→ PROMPT
Can you turn the records below into a JSON list of strings, with one string per line and any blank lines omitted?

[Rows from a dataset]
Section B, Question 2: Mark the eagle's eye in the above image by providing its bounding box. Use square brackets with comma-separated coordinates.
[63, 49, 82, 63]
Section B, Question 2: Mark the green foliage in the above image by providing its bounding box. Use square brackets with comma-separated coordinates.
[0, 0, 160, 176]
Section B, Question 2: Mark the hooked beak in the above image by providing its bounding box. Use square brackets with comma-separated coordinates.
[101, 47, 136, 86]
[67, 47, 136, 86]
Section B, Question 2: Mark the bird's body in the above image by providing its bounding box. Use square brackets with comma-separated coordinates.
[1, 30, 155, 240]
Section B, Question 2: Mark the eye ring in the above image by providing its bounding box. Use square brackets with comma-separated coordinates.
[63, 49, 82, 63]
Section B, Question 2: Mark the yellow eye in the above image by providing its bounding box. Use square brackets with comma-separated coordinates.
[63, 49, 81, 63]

→ RESULT BELOW
[
  "Section B, Question 2: Mark the eagle's eye in the above image by providing its bounding box. Use square brackets with comma-separated coordinates.",
  "[63, 49, 82, 63]",
  "Section B, Question 2: Mark the green foliage in the above image by providing its bounding box. Use square brackets with comma-separated coordinates.",
  "[0, 0, 160, 176]",
  "Section B, Question 2: Mark the hooked beak in the above image by providing its bounding box. Use square brackets with comma-separated coordinates.",
  "[101, 47, 136, 86]",
  "[67, 47, 136, 86]",
  "Section B, Question 2: Mark the bird's body in the above image by providing its bounding box. Use square brackets with comma-separated coordinates.",
  "[1, 30, 155, 240]",
  "Section B, Question 2: Mark the eye ring in the above image by providing its bounding box. Use square brackets with comma-separated coordinates.",
  "[63, 49, 82, 63]",
  "Section B, Question 2: Mark the yellow eye in the above image by providing its bounding box. Use square brackets with comma-separated coordinates.",
  "[63, 49, 81, 63]"
]